The Dirty Blondes Theater Company is a not-for-profit theater group based in Brooklyn, New York. The Dirty Blondes Theater Company is dedicated to developing, producing, and promoting works of female-identified artists, as well as members from other under-represented groups. Currently, Ashley J. Jacobson serves as the artistic director, Elizabeth Sarkady serves as the executive director, and Olivia Baseman as an associate producer.

Background
The Dirty Blondes Theater Company was founded in 2012 by Ashley J. Jacobson and Elizabeth Sarkady. They have produced more than 20 works of new theater including work from over 500 artists. The Dirty Blondes are resident artists at Horse Trade Theater, producing in its celebrated downtown venues Under St. Mark's and The Kraine Theater.

In 2012, the company started Play in a Day Festivals, during which playwrights, directors, and actors come together to create and perform seven short plays in 24 hours.

* [DATA RECORDS]:
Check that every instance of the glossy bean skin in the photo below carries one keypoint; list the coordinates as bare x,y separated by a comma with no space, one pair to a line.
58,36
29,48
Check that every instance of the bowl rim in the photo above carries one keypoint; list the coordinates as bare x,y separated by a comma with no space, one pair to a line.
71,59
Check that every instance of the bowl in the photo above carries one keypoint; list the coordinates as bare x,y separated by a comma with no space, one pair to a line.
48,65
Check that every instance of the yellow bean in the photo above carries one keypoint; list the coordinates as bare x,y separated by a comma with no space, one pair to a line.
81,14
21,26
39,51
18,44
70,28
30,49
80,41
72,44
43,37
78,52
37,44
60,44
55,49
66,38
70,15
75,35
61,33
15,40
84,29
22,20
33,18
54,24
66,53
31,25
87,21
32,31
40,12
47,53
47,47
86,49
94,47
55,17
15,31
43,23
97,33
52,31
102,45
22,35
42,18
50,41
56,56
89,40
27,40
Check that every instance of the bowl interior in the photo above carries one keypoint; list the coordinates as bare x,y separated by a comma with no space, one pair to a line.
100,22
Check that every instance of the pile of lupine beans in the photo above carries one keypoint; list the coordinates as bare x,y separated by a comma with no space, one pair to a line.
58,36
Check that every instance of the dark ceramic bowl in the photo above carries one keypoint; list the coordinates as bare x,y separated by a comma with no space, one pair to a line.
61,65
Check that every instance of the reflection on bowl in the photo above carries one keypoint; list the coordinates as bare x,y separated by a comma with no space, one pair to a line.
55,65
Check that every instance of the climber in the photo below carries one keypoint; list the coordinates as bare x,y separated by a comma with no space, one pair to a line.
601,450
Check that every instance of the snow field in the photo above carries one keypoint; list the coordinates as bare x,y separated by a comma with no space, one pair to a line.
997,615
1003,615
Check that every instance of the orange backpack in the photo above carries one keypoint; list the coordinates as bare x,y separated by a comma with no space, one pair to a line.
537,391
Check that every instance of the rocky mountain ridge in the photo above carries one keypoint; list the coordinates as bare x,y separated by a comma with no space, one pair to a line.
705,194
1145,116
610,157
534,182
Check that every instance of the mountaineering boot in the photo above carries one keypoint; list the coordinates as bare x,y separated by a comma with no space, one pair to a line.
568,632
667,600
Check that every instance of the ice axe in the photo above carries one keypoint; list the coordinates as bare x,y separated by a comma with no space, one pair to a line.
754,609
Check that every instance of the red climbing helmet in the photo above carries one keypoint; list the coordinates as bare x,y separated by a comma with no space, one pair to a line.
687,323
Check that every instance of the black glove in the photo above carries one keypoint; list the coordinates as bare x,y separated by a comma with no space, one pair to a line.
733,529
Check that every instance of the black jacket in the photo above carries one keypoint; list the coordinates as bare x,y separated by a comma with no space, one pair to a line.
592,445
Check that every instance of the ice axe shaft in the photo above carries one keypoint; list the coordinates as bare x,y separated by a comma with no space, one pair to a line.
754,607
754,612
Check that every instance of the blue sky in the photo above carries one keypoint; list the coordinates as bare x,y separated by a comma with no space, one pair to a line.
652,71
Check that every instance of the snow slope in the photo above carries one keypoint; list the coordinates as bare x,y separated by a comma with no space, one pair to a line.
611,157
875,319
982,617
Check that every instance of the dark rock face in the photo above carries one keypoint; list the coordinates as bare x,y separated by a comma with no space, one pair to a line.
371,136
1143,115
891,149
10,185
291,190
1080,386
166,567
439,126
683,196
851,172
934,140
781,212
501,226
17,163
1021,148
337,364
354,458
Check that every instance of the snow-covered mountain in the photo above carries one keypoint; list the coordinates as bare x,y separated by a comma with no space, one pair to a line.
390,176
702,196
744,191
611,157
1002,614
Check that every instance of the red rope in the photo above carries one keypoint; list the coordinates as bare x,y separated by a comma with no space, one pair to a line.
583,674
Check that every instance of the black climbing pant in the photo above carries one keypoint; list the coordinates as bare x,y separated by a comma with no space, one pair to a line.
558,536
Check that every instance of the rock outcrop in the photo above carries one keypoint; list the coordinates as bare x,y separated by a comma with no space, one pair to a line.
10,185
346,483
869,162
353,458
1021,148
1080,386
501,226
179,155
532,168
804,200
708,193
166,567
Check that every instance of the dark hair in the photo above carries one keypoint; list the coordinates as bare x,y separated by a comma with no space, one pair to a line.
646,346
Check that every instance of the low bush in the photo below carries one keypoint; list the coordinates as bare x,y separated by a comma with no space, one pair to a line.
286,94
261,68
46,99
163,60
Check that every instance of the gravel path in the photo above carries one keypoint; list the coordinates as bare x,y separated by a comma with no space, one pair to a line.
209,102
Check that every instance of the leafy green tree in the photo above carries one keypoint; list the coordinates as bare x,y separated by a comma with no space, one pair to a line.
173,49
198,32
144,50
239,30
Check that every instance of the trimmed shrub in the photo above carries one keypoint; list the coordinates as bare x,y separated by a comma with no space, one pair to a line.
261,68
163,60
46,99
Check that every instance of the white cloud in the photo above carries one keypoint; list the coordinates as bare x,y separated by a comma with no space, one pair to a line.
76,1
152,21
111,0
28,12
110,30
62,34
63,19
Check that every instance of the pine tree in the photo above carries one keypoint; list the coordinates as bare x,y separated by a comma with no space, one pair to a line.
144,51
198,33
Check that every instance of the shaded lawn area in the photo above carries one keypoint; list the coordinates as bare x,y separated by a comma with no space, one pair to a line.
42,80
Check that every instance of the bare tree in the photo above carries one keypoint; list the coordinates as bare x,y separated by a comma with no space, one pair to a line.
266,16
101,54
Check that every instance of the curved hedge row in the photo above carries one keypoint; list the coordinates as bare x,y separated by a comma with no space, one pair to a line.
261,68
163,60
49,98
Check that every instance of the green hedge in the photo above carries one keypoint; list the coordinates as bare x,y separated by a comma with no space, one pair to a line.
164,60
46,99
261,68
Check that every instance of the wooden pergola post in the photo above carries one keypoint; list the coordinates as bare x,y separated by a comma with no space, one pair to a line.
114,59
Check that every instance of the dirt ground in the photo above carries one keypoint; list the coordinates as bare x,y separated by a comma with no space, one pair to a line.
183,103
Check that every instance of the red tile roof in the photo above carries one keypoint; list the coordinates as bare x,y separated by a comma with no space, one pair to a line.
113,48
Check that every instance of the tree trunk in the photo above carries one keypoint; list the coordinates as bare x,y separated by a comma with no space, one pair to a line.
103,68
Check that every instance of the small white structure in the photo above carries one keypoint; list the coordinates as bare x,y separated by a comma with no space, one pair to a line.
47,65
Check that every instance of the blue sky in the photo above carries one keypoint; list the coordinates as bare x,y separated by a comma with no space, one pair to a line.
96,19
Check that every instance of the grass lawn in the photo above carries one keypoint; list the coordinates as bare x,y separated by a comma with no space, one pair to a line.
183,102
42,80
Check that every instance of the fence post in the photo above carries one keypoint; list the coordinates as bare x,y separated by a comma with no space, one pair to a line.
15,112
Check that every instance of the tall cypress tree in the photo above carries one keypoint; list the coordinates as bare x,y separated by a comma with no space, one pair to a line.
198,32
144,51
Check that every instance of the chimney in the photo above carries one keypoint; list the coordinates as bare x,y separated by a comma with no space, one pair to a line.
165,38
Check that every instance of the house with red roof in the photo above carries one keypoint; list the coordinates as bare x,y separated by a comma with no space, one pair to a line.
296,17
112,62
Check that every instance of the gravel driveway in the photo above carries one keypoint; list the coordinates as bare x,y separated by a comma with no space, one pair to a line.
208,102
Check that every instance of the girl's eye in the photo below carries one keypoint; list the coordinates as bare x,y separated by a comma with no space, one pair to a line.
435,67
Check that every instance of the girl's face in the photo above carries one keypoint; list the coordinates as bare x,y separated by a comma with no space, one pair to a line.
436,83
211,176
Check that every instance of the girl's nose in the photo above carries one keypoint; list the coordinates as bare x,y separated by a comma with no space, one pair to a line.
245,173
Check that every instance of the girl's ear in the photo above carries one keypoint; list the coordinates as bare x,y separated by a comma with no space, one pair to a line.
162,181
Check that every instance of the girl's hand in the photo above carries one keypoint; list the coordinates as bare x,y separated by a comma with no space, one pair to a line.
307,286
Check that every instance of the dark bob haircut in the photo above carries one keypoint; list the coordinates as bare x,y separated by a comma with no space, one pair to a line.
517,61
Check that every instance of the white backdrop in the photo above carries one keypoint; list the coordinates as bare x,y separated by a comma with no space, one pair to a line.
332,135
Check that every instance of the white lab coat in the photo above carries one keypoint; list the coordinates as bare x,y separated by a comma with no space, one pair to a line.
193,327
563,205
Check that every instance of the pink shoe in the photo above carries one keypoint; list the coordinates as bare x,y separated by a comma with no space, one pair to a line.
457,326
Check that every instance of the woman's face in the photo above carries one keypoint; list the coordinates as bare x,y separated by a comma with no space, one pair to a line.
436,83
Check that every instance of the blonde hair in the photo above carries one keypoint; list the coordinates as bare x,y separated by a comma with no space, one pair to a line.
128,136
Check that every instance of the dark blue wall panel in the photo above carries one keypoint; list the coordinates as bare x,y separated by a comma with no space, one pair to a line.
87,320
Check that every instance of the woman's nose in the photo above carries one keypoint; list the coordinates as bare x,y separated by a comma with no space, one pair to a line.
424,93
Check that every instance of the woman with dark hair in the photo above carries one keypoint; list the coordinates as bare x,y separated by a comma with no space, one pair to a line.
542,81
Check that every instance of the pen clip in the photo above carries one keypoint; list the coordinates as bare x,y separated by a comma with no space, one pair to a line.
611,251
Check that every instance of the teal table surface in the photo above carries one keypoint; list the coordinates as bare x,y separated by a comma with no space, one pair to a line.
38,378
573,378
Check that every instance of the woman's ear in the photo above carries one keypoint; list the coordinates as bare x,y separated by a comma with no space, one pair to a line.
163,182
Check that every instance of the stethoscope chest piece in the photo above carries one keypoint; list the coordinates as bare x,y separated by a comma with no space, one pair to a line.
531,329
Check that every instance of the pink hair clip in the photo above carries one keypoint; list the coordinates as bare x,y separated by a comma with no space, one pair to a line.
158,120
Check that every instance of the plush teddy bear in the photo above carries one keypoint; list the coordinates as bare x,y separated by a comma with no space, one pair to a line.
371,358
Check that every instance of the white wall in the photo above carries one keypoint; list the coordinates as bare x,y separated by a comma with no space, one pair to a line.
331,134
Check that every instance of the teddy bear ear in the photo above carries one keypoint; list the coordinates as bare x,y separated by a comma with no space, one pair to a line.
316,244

* [DIRECTIONS]: Continue the text about the Dirty Blondes Theater Company, picking up after its last sentence.

* [EXERCISE RESULT]:
Production history

Awards
The Dirty Blondes Theater Company presented The American Play at the 2015 New York International Fringe Festival. Writer Ashley J. Jacobson won the award for Overall Excellence in Playwriting.

The American Play was also presented at the Planet Connections Theatre Festivity in 2012 where it won Outstanding Overall Production of a New Play, Outstanding Direction, and Outstanding Lighting Design.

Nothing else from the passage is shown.